**REQUEST**
Copy out every one of the rows below word for word, keeping each line unchanged.

Entries from an annotation dataset
=-=-=
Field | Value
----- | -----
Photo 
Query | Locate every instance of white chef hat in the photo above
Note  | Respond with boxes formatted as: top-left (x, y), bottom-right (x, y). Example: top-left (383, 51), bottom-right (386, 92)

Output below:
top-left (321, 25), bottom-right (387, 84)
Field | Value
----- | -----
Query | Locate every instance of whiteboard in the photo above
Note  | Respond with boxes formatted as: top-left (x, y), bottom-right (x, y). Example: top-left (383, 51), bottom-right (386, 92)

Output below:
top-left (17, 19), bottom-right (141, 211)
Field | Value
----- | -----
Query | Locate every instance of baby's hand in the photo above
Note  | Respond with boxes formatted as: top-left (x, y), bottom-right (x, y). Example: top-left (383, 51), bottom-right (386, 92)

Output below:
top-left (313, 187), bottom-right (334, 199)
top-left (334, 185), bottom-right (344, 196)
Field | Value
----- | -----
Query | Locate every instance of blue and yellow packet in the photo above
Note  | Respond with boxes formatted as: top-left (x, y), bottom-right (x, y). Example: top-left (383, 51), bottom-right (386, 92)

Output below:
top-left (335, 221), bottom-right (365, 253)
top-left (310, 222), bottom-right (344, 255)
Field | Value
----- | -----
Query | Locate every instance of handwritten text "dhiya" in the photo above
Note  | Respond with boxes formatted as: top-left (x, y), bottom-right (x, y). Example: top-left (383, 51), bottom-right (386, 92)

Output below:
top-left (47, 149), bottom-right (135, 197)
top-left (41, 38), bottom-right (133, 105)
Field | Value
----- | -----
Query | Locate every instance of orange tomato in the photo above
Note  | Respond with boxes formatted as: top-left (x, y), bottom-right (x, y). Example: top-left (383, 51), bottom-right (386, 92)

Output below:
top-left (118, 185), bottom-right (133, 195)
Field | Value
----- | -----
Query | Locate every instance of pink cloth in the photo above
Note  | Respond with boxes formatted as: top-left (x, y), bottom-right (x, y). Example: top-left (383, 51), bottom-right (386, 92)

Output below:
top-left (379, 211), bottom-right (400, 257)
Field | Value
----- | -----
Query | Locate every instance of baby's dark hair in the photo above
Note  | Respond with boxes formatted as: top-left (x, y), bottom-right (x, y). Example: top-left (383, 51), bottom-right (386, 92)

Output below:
=-=-=
**OUTPUT BELOW**
Field | Value
----- | -----
Photo 
Query | Locate every instance of white chef hat in the photo above
Note  | Respond with boxes formatted as: top-left (x, y), bottom-right (x, y). Example: top-left (383, 51), bottom-right (386, 92)

Output below:
top-left (321, 25), bottom-right (387, 84)
Field | Value
----- | -----
Query | Locate every instance of whiteboard in the photo above
Note  | Respond with boxes formatted as: top-left (x, y), bottom-right (x, y). Example: top-left (383, 51), bottom-right (386, 92)

Output below:
top-left (17, 19), bottom-right (141, 211)
Field | Value
----- | -----
Query | Locate every instance of baby's hand in the photo above
Note  | Respond with boxes formatted as: top-left (x, y), bottom-right (x, y). Example: top-left (383, 51), bottom-right (386, 92)

Output below:
top-left (313, 187), bottom-right (334, 199)
top-left (334, 185), bottom-right (344, 196)
Field | Value
----- | -----
Query | Locate every instance of blue and yellow packet in the photo above
Note  | Respond with boxes formatted as: top-left (x, y), bottom-right (x, y). Example: top-left (383, 51), bottom-right (386, 92)

Output below:
top-left (335, 221), bottom-right (365, 253)
top-left (310, 222), bottom-right (344, 255)
Field | Value
----- | -----
Query | Locate every instance of handwritten text "dhiya" in the photo above
Note  | Respond with boxes formatted as: top-left (x, y), bottom-right (x, y). Example: top-left (383, 51), bottom-right (386, 92)

Output below:
top-left (47, 149), bottom-right (135, 197)
top-left (41, 38), bottom-right (133, 105)
Field | Value
----- | -----
Query | Locate every instance of orange tomato in the photo above
Note  | Respond with boxes formatted as: top-left (x, y), bottom-right (x, y). Example: top-left (383, 51), bottom-right (386, 92)

Output below:
top-left (118, 185), bottom-right (133, 195)
Field | Value
----- | -----
Query | Locate every instance of pink cloth in the photo above
Note  | Respond with boxes formatted as: top-left (x, y), bottom-right (x, y). Example: top-left (383, 51), bottom-right (386, 92)

Output below:
top-left (379, 211), bottom-right (400, 257)
Field | Value
----- | -----
Query | Locate every instance of baby's dark hair in the photo above
Note  | Respond with boxes formatted as: top-left (x, y), bottom-right (x, y). Example: top-left (383, 51), bottom-right (386, 92)

Output below:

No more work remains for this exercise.